Task description: Reproduce every line of the items below, starting at the line containing "phrase -- clasped hand" and ending with the line containing "(641, 1084)", including both.

Exercise materials:
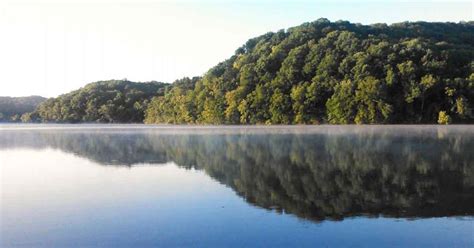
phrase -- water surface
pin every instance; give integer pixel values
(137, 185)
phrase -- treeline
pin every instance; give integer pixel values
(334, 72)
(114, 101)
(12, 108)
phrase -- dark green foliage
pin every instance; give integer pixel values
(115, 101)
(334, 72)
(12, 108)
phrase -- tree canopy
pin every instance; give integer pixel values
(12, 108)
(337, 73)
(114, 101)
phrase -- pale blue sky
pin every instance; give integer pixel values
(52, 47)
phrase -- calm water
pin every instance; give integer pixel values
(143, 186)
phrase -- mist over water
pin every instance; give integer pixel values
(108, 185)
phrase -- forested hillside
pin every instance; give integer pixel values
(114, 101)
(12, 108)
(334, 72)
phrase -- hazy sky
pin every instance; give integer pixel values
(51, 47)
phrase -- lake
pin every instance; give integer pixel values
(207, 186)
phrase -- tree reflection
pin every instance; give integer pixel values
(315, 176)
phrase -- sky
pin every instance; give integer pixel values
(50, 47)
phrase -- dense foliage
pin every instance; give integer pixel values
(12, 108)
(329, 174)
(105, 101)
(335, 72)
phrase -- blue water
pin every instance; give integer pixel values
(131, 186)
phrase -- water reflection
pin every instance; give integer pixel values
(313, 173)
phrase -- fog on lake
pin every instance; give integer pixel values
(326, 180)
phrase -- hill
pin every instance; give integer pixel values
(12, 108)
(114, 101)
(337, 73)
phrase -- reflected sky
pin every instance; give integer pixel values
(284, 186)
...
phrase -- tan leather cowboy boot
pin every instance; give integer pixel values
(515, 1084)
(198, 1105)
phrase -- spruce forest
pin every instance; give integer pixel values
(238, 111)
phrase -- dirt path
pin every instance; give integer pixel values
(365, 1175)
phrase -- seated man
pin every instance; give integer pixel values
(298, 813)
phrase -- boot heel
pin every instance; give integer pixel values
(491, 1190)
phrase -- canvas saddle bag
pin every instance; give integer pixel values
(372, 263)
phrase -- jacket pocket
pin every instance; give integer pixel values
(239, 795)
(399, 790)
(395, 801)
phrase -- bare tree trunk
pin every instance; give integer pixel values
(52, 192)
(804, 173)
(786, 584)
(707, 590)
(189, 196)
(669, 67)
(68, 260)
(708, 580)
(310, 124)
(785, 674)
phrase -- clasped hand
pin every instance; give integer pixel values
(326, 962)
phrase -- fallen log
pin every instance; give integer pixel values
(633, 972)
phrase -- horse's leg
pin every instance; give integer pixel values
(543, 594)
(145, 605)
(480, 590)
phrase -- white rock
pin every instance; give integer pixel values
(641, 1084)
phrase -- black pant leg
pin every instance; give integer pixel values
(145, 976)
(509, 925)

Answer for this exercise:
phrase -- clasped hand
pin every instance; give integer pixel values
(326, 962)
phrase -- fallen log
pin every instance; give integer pixel values
(633, 972)
phrase -- horse's leg
pin every instance; give integer pixel values
(543, 594)
(145, 605)
(480, 590)
phrase -- white rock
pin every instance; give integer pixel values
(641, 1084)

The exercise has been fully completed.